Stored data entries
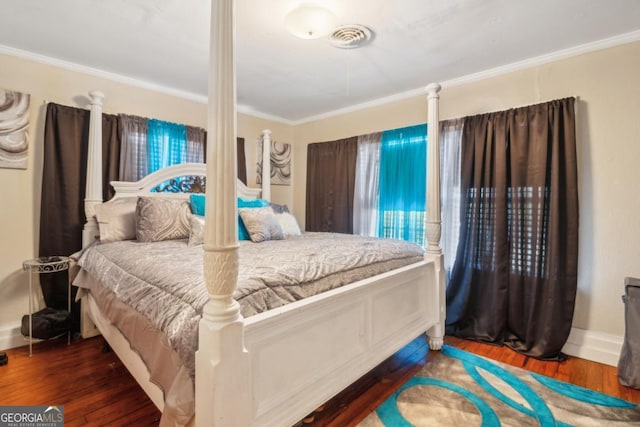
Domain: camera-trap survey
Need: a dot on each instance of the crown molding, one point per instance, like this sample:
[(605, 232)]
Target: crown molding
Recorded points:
[(245, 109), (492, 72)]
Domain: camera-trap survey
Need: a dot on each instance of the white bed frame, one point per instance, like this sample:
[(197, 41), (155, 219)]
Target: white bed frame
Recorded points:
[(274, 368)]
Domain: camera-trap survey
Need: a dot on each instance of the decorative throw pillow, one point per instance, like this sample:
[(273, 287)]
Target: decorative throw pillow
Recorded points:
[(279, 208), (196, 234), (243, 203), (197, 203), (162, 219), (117, 219), (261, 224), (289, 224)]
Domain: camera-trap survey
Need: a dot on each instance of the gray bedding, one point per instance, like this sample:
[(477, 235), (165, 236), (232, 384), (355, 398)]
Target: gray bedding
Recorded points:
[(163, 281)]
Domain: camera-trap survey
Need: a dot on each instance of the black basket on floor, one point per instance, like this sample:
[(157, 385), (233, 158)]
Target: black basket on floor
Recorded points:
[(47, 323)]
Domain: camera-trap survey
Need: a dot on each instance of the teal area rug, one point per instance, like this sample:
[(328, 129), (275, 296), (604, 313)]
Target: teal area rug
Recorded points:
[(458, 388)]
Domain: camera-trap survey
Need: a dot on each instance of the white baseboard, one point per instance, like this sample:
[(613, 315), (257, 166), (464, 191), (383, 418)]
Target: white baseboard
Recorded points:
[(10, 336), (595, 346)]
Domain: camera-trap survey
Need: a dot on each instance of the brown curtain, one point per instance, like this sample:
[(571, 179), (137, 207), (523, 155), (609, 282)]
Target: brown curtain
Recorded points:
[(63, 186), (331, 170), (515, 275), (241, 157)]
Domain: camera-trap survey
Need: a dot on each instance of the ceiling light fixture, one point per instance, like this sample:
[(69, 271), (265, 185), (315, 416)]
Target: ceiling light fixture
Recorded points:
[(310, 21)]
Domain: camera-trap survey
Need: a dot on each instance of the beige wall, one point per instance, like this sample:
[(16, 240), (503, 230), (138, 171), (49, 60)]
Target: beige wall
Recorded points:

• [Your task]
Ending at the line with "Target: decorative throw pillow", reproduce exactly the lines that begin at the top of the data, and include no pictures.

• [Response to this task]
Domain: camera-trap survey
Need: a dot on each instance of the crown molding, one point per instance, like this sample:
[(605, 232)]
Target: crown molding
Recorded points:
[(245, 109), (492, 72)]
Domain: camera-trap survey
Need: a dot on each instance of the white bed frame, one point per instance, like this sample:
[(197, 41), (155, 219)]
Target: white bed frame
Recorded points:
[(274, 368)]
Domain: camera-trap survey
Need: a dot on each instance of the decorative throw pillow, one point per instance, like this sample:
[(273, 287)]
Target: decorative throw pillow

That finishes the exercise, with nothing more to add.